In FS, after good performance based on strict cost control in H1, EBITDA was affected by the full effect of the contract reinforcing in H2, which was not fully offset by cost-based mitigation actions launched in the second half. For METS, EBITDA performance reflects a good improvement in the first half before accelerating in the second half, driven by good productivity improvement and project rollouts. Finally, corporate costs decreased by EUR 6 million over the year, including a EUR 4 million reduction in the second half. Now, on the operational item of the P&L, the largest impact on EBITDA is the EUR 203 million Power 24 cost, mainly related to a non-cash provision linked to people restructuring costs. On integration and rationalization, they're down by circa EUR 60 million. On reported EBITDA, therefore, reached EUR 750 million.

Net finance costs reached EUR 406 million negative, impacted by a EUR 349 million fair value change to the TSS's preferred shares. Income tax expense was at EUR 11 million. The annual effective tax rate stood being at 22.4%. As a result, net income group share stands at minus EUR 297 million and normalized net income group share at 434. Looking at the cash flow statement on the next slide, we generated EUR 201 million of free cash flow, or 19% of adjusted EBITDA.

The main elements are a change in working cap outflow of EUR 72 million. Tax paid increased compared to 2023, mainly due to catch-up payments. Our CapEx was lower in year-on-year terms, as mentioned earlier. Mirroring the P&L trend and excluding Power 24, our integration costs were down by circa EUR 50 million. Overall, free cash flow before Power 24 stood at EUR 340 million, close to 32% cash conversion.

Finally, regarding Power 24 execution costs, we spent EUR 139 million. After deduction of Power 24 cash cost, our reported free cash flow came in at EUR 201. Next, on the net debt, at the end of 2024, our net debt stands at EUR 2 billion under a new definition, including IFRS 16 leases, or 1.9 times adjusted EBITDA. On the debt and liquidity management front, structural actions were implemented through the year. We signed a EUR 125 billion revolving credit facility maturing in 2029. It replaces and upsizes the former EUR 450 million and EUR 600 million lines, which were maturing next December. We issued a new EUR 500 million bond under our existing EMTN program, maturing in November 2029 and paying 5.25% per annum on the outstanding amount. These bonds are rated BBB-, in line with the most recent corporate rating of the company.

#### DATA FOR THE TASK:
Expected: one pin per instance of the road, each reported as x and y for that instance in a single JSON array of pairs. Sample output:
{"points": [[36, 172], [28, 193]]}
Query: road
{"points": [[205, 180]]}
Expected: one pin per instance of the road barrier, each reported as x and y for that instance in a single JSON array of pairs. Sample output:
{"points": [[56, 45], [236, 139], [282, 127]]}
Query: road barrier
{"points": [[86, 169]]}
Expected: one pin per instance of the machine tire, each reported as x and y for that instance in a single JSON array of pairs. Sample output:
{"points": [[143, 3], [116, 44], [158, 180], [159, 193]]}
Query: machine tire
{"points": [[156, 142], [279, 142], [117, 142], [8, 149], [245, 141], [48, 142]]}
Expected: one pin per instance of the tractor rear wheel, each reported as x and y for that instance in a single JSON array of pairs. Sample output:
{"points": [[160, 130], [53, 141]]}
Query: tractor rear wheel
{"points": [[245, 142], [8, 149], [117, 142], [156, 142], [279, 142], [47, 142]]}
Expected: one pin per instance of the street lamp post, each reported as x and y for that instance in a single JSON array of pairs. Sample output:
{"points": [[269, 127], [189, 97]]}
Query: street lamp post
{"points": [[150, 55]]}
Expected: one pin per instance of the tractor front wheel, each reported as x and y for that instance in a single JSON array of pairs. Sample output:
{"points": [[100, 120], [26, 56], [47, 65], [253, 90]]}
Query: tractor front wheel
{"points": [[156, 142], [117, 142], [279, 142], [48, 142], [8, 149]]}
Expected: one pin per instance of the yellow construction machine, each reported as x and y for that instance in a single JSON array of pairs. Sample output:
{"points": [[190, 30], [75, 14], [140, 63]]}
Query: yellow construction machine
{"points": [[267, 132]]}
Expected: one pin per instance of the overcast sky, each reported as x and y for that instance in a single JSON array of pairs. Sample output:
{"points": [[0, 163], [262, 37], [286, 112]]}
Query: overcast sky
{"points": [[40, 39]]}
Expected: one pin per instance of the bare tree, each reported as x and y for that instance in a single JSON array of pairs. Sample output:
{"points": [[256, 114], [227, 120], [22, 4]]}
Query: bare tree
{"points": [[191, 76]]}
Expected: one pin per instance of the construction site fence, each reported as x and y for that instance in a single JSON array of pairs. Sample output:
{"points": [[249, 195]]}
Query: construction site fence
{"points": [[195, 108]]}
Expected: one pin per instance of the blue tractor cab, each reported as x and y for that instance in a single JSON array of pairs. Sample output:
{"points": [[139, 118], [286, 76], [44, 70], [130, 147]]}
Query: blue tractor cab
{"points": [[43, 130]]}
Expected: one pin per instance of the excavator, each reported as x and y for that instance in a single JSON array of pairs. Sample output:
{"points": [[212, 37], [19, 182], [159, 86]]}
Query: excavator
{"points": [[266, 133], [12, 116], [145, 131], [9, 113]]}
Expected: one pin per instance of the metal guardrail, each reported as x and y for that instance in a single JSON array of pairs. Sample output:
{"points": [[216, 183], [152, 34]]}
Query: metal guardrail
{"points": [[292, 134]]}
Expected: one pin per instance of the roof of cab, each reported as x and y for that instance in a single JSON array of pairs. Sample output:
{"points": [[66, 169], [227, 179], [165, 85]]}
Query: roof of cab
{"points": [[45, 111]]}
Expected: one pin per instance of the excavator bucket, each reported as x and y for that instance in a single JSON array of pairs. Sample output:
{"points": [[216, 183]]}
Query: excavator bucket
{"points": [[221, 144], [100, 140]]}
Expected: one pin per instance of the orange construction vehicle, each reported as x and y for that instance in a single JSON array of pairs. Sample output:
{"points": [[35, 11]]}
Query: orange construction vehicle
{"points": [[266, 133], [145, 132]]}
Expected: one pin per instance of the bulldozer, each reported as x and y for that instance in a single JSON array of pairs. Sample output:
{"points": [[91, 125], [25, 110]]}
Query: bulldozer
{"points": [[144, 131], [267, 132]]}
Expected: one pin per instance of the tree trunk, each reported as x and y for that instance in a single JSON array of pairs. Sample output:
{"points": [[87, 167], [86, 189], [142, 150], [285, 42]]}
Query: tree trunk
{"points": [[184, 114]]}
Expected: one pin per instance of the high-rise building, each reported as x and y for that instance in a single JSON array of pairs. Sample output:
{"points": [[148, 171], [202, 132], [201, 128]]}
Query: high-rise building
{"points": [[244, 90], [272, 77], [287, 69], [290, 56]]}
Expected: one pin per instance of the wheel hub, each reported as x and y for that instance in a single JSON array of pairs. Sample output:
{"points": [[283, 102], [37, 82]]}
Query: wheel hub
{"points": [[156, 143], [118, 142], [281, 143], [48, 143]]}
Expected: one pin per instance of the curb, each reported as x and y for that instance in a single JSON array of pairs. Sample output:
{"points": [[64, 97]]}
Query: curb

#### INSTRUCTION A:
According to the excerpt, by how much did corporate costs decrease over the year?
#### INSTRUCTION B:
List every line in the rows that contains the string "front". Case counts.

#### CORRECT RESULT A:
EUR 6 million

#### CORRECT RESULT B:
Expected: one pin per instance of the tractor front wheel, each reported as x and y for that instance in a single JSON array of pairs. Sample output:
Query: tractor front wheel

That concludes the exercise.